» PAGE TEXT:
• • • •

Nod. I'm sure the other forums don't want people ignoring their rules, either. It's hard to keep up with them but I would guess that a lot of them have gone through similar processes restructuring to cut the chaff out. There's probably not a lot of legitimate places to go have an argument about aliens these days. Asterisk was one of the last.
Is it possible to change my username?
I don't believe that the Change Display Name option is enabled on the Forum.
If you can send me a PM with the change you'd like to make, I will get the backroom team to amend it.
Ok admins...
Feel stupid bringing this up this way... but then... here goes.
Maybe nobody else noticed it; good eye!
There's an ESA logo on that slide, so my assumption would be that it was intentionally released by them. Don't see any reason not to discuss it.
(Disclaimer: I'm just a mod, not an admin.)
Why would the Rosetta team not want images it presents at a press briefing discussed, and published? They pointed out that in landing at site J, the chosen landing site, Philae would be within sight of those vents and hopefully see them in action. Hopefully there will be no "hole in one" as with Opportunity!
Was just surprised I did not see these among the released images published in the ROSETTA blog. Do not want to rock a boat and have them clamp down even more.
Images really are cool.....
Not a people person and sometimes I do not have much sense!
Will still wait for am admin to reply here...
Well BBC News release has imbedded video where Imaging Lead Holger Sierks outlines these vent zones.. so will post to our ROSETTA
If ESA has released it then it's open for discussion.
Is there a way to send PMs to multiple recipients, or do you have to create a separate PM for each one?
Not an admin, but I know this one. If you go to the 'compose message' option you'll see a box where you can CC up to six other members, Tom.
Thanks Nick, but I don't see a cc field when I click on "compose new message."
There's a field for "recipient," and next to it is a drop-down menu that says "other," with one item in the menu. Choosing "other" doesn't do anything, and the one item in the menu is the name of a user who has posted 4 times (I might have a dim recollection of sending him a PM about something 8 or 9 years ago).
I tried putting multiple usernames in the "recipient" field, separated by commas, but the system rejected it.
Sorry to be bringing this up on the eve of Pluto closest approach; I'll understand if there's a delay in responding.
Huh. No worries, but I'm confused. When I select "Compose New Message" I get this, with a field below the recipient bar for CCs:
Yeah, I've seen such a cc box on other boards, but not here. I've looked through my old PMs, including ones involving a meet-up in NYC in 2008, and don't see any with multiple recipients.
Same result with current versions of Chrome & Firefox for Mac. Although I am running an older version of Mac OS, 10.6.8.
Ugh, I hope it doesn't come down to an OS specific quirk.
I also don't see multiple recipients enabled as an option. Nick, perhaps being a moderator grants you super powers?
Yeah, I thought about that--I don't know. Hopefully a more knowledgable admin or mod will chime in here.
It's likely a spam-limiting option.
Hi,
I am a new member of the forum and joined to be able to share with the members an open-source software that was created by AMNH in collaboration with NASA JPL and Linkoping University.

• • • •

» Excerpts of location labeling data:
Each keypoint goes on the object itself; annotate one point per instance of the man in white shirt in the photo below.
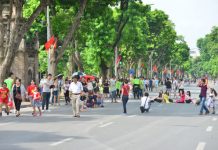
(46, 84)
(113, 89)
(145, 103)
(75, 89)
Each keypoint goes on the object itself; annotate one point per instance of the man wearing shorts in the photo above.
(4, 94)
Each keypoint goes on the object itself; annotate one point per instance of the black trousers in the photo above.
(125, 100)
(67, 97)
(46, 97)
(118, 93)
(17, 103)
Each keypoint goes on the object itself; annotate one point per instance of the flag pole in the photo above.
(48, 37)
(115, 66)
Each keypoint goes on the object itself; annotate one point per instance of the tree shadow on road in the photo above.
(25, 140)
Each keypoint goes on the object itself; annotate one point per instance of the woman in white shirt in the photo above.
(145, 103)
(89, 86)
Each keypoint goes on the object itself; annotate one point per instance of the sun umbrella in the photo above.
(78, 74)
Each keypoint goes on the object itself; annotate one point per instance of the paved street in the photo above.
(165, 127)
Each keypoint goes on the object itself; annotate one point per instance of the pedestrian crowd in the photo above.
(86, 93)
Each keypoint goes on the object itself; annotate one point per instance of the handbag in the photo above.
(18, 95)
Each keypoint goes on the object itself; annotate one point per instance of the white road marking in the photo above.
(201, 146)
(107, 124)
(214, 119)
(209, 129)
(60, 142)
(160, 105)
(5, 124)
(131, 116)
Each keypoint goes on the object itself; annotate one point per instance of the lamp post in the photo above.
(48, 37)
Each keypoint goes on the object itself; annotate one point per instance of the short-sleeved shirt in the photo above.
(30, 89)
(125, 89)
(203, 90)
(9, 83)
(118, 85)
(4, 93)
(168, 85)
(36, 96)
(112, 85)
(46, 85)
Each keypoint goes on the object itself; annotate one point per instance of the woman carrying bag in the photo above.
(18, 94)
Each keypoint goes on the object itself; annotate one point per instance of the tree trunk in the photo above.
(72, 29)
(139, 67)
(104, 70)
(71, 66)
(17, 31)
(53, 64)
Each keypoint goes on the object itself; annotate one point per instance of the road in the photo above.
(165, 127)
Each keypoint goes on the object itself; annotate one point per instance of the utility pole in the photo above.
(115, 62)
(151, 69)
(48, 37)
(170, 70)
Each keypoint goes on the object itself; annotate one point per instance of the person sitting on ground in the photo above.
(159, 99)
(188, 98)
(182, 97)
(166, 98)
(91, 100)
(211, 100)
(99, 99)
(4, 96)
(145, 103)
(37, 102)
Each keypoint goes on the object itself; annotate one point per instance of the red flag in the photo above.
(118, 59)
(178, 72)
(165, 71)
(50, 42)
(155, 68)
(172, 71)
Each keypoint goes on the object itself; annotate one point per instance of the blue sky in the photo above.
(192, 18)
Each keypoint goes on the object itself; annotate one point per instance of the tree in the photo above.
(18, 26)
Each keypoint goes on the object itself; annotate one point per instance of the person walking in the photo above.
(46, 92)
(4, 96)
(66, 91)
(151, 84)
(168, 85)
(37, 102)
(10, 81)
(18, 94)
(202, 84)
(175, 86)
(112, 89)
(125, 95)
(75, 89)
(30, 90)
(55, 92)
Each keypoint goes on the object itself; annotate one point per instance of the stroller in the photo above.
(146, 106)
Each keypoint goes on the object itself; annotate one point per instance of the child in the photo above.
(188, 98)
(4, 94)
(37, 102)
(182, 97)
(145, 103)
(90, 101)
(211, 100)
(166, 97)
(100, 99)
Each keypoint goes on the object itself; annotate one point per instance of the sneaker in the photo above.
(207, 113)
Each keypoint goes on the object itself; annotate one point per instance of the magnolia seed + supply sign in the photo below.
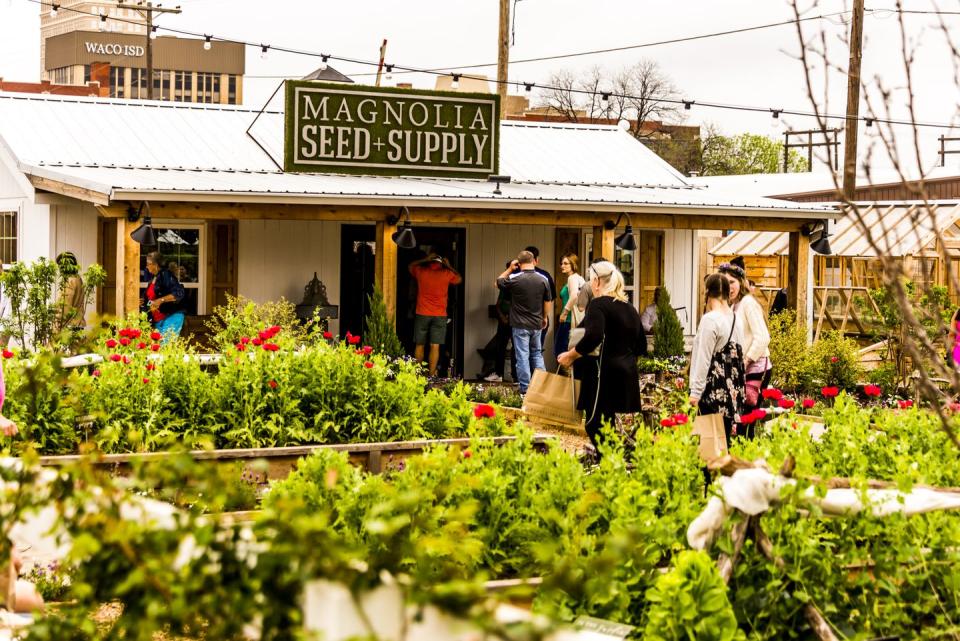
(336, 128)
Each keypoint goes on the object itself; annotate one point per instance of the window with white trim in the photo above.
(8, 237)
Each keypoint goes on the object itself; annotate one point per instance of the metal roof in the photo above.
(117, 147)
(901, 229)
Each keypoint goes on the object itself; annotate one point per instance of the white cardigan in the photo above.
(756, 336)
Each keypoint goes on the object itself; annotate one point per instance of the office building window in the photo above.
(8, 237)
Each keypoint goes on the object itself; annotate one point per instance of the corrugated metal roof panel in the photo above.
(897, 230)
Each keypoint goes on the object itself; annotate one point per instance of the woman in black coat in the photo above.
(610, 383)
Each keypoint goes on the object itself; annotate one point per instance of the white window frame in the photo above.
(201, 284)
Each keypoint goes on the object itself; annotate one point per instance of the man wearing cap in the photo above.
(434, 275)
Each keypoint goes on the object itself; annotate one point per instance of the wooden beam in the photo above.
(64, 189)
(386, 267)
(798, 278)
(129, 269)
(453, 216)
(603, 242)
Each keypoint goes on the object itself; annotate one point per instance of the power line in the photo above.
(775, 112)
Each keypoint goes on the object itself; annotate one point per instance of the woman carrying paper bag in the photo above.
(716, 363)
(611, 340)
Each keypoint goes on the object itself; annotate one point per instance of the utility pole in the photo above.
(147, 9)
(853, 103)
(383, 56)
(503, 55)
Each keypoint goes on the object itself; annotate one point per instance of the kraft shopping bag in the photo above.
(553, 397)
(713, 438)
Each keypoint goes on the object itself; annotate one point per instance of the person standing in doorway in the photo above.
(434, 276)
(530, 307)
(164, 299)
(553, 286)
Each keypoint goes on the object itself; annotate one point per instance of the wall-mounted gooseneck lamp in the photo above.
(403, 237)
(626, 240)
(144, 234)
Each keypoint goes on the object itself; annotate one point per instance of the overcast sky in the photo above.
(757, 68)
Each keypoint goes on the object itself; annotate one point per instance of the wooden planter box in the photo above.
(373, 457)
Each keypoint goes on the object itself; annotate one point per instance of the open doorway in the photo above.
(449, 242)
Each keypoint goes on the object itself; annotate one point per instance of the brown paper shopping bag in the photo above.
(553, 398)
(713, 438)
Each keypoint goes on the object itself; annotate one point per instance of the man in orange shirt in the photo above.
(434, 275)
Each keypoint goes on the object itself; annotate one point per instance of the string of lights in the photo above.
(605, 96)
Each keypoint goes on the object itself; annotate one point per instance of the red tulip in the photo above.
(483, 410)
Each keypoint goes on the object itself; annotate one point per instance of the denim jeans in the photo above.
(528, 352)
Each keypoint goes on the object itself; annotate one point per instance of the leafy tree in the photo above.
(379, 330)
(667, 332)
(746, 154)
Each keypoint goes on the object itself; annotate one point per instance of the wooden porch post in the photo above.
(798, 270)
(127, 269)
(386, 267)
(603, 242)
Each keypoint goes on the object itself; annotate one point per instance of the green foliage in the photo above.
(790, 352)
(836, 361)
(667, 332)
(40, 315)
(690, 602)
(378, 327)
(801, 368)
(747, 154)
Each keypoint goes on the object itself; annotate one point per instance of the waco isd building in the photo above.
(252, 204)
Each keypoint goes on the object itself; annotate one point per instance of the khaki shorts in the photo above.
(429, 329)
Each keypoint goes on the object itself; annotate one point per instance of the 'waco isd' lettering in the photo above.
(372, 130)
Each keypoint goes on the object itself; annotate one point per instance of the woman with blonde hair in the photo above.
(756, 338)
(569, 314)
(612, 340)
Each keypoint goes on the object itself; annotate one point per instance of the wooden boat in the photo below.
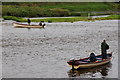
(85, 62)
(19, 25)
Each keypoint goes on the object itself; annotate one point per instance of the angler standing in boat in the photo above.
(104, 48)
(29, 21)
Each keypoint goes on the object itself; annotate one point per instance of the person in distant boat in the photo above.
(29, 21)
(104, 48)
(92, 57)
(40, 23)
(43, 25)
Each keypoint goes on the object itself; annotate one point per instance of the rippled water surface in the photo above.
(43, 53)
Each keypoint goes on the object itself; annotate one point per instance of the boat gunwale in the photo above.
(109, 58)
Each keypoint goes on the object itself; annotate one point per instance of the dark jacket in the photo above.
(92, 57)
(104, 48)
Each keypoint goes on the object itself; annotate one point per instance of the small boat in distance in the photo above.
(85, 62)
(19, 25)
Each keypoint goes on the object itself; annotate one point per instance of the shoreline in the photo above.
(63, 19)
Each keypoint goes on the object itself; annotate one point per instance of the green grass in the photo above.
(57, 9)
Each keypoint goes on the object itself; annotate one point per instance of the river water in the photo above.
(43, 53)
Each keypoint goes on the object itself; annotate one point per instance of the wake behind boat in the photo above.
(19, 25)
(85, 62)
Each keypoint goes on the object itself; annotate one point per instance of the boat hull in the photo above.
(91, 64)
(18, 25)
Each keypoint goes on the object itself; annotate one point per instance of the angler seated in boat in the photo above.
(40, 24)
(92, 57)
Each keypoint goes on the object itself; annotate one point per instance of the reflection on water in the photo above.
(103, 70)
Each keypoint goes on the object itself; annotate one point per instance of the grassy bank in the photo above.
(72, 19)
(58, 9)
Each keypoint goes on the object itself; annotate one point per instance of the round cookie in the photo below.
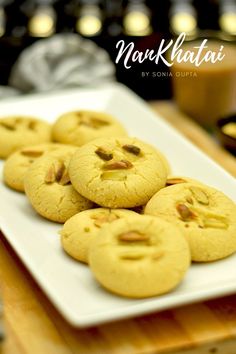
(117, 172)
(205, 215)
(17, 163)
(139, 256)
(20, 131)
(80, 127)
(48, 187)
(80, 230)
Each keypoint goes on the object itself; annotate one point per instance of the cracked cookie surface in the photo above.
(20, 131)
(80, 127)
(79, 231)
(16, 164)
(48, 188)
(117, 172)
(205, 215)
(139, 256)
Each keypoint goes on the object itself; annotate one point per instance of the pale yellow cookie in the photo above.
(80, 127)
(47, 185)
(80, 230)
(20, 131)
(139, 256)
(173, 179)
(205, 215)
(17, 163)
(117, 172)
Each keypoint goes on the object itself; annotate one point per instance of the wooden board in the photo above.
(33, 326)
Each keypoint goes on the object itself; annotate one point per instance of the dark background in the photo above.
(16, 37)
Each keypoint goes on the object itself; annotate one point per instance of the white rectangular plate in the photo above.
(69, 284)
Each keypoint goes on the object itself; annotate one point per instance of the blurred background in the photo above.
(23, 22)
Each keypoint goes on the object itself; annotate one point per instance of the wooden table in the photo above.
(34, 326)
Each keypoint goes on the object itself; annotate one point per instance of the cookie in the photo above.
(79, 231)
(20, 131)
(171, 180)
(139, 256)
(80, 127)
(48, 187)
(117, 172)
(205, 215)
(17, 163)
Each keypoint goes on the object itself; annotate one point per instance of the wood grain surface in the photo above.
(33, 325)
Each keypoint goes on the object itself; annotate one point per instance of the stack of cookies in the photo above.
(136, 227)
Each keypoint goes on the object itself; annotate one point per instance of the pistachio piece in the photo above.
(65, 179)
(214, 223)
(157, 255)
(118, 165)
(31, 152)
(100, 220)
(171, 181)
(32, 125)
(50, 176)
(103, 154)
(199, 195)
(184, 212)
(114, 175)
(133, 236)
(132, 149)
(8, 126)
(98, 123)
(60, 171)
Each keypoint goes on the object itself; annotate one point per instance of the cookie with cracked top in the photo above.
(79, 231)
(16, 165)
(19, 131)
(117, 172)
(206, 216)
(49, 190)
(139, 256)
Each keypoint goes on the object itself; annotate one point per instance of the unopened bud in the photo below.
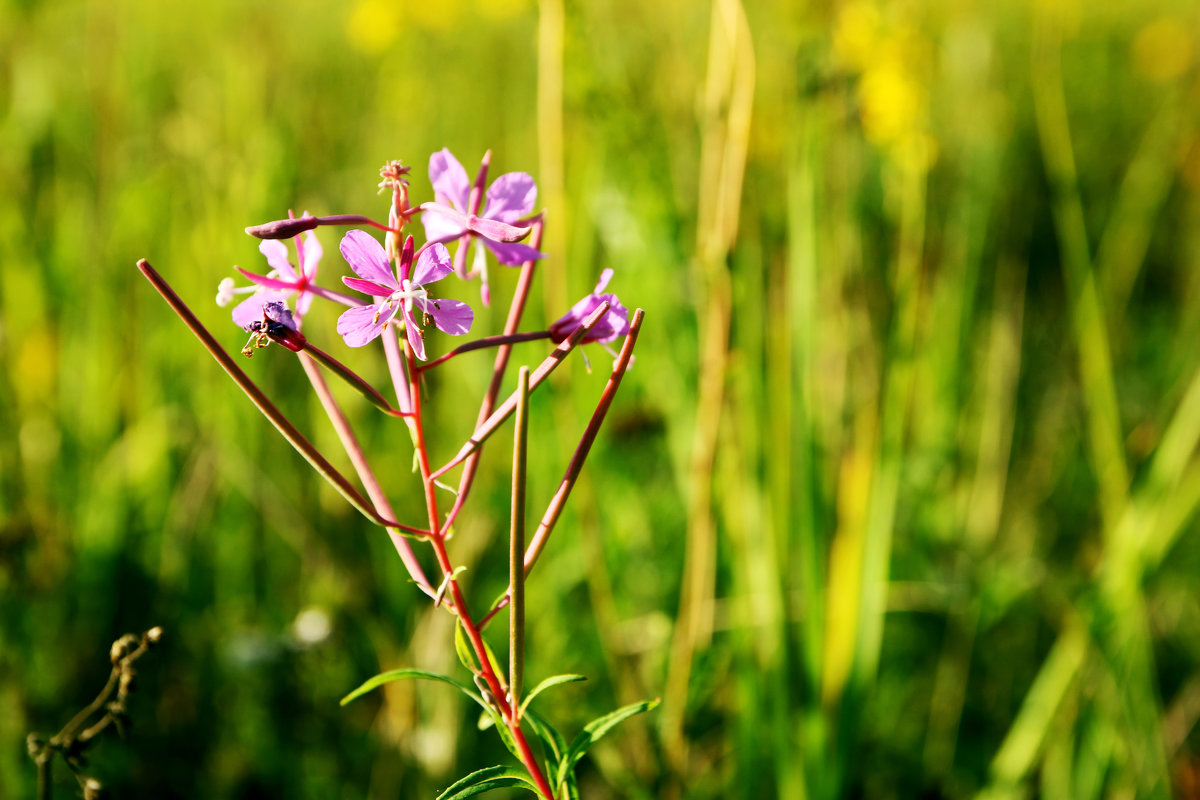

• • • •

» REQUIRED WORK:
**1.** In the forum thread above, how many other members does the 'compose message' option let a user CC?
**2.** Please extract the passage of the forum thread between "I don't believe" and "it; good eye!", inclusive.
**3.** Write what comes next in the forum thread, picking up after its final sentence.

» TASK-BY-TASK ANSWERS:
**1.** Up to six other members.

**2.**
I don't believe that the Change Display Name option is enabled on the Forum.
If you can send me a PM with the change you'd like to make, I will get the backroom team to amend it.
Ok admins...
Feel stupid bringing this up this way... but then... here goes.
Maybe nobody else noticed it; good eye!

**3.**
The capabilities of our open-source software really ties in with what is discussed and created in this thread (and more):
http://www.unmannedspaceflight.com/index.php?showtopic=7986&st=645
As it is an open-source software that is 100% free to use I wasn't sure whether or not it violates 6.1 of Rules and Guidelines - "Blatant advertising on the Forum is not permitted..."
We really want to share what we have with the members here as we have been frequently been visiting many of the threads in hope of broadening our visualization, but, I want to make sure we follow the rules of the forum before we put up any links.
Mainly, the idea is to make our software available to as many people as possible and by doing so - to spread the science of unmanned missions and promote the engineering effort that goes in to that - and as one of the developers I really hope to get some feedback from the members of this forum.
So the question is: can I respond in that thread or do I create a new one? If it is opensource and related to mapping of pluto / charon - is it a violation of rule 6.1 still?
Hi, Michal. Thanks for asking in accordance with our rules for this sort of thing. Feel free to create a topic for your software in ourhttp://www.unmannedspaceflight.com/index.php?showforum=79 section.
Hello,
Could I have my account completely deleted?
Thank you for everything!
Welcome to UMSF. Great first post!
I am right now translating JAXA's November 2015 report on Akatsuki.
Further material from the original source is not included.